## Work instructions
• A. In the text on Azerbaijan's PACE credentials, by what vote did the Assembly resolve not to ratify the credentials of Azerbaijan's parliamentary delegation?
• B. Reproduce verbatim the passage of the text on Azerbaijan's PACE credentials that opens with the words containing "Azerbaijan’s delegation challenged" and closes with "by the Rules.".
• C. Carry on the text on Azerbaijan's PACE credentials, writing onward from its final sentence.

## Source document
--------------------------------------------------
The delegation also considered the PACE initiative to challenge its credentials a deliberate and unacceptable attempt to unduly interfere with the ongoing electoral process and to undermine the functioning of democratic institutions in Azerbaijan.

But it's not clear from that piece what is the latter stuff they are alluding to. So what did PACE do recently to piss off Azerbaijan? Who challenged Azerbaijan's credentials and in what way?

  • 1
    Not sure that is the specific reason, but just today a German General State Attorney indicted two former members of the Bundestag and PACE representatives of corruption, especially accepting and passing on bribes from Azerbaijan to speak and vote in favor of the country in the assembly.
    – ccprog
    Commented Jan 29 at 16:20

1 Answer 1


Azerbaijan’s delegation challenged at opening of PACE session:

The credentials of Azerbaijan’s delegation to the Parliamentary Assembly of the Council of Europe (PACE) have been challenged on substantive grounds on the opening day of the 2024 winter plenary session.

Making the challenge, Frank Schwabe (Germany, SOC) cited political prisoners in the country, the violent displacement of people from Nagorno-Karabakh, the fact that Assembly rapporteurs were unable to visit Azerbaijan at least three times during 2023, and the lack of an invitation to the Assembly to observe the country’s 7 February presidential election. He was supported by at least thirty members of the Assembly, belonging to at least five national delegations as required by the Rules.

The challenge was immediately referred to the Assembly’s Monitoring Committee for report and to its Rules Committee for opinion, and will be debated by the Assembly on the evening of Wednesday 24 January.

Facing expulsion, Azerbaijan quits European parliamentary body

In its January 24 session, PACE resolved not to ratify the credentials of Azerbaijan's parliamentary delegation by a vote of 76 to 10, with four abstentions. The body concluded that the country has "not fulfilled major commitments" stemming from its joining the Council of Europe in 2001.

Each year the parliaments of PACE member countries present the credentials of their delegations, and the assembly votes on their ratification.

"Very serious concerns remain as to [Azerbaijan's] ability to conduct free and fair elections, the separation of powers, the weakness of its legislature vis-à-vis the executive, the independence of the judiciary and respect for human rights, as illustrated by numerous judgments of the European Court of Human Rights and opinions of the Venice Commission," the Assembly said in a resolution.
--------------------------------------------------
## Raw data
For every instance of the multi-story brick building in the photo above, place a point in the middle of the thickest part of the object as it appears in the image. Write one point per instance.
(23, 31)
--------------------------------------------------
## Results in order
• A. By a vote of 76 to 10, with four abstentions.

• B.
Azerbaijan’s delegation challenged at opening of PACE session:

The credentials of Azerbaijan’s delegation to the Parliamentary Assembly of the Council of Europe (PACE) have been challenged on substantive grounds on the opening day of the 2024 winter plenary session.

Making the challenge, Frank Schwabe (Germany, SOC) cited political prisoners in the country, the violent displacement of people from Nagorno-Karabakh, the fact that Assembly rapporteurs were unable to visit Azerbaijan at least three times during 2023, and the lack of an invitation to the Assembly to observe the country’s 7 February presidential election. He was supported by at least thirty members of the Assembly, belonging to at least five national delegations as required by the Rules.

• C.
The Assembly also touched on the humanitarian crisis last year in the then-Armenian-populated Nagorno-Karabakh region, which started with Azerbaijan's blockade of the region, culminated with its military offensive in September, and ended with the mass exodus of Armenians.

"Azerbaijan's leadership 'did not acknowledge the very serious humanitarian and human rights consequences' stemming from the lack of free and safe access through the Lachin Corridor, and [the Assembly recalled] its condemnation of the September 2023 military operation 'which led to the flight of the entire Armenian population of Nagorno-Karabakh to Armenia and to allegations of 'ethnic cleansing,'" the statement read, citing the resolution.

The resolution also accused Azerbaijan of refusing to cooperate with PACE, noting that the organization's monitoring rapporteurs were not allowed to meet political prisoners and not invited to observe the snap presidential election scheduled for next month.

The statement added that the decision only concerns Azerbaijan's parliamentary delegation and that the country remains a member of the Council of Europe.

The Azerbaijani delegation's credentials were challenged on January 22 at the opening of the PACE session by German MP Frank Schwabe, who was supported by thirty members of the Assembly. A day later, PACE's Monitoring Committee issued a report recommending that the credentials not be approved.

Azerbaijan's pro-government media machine then went into action, publishing a series of articles attacking the Council of Europe.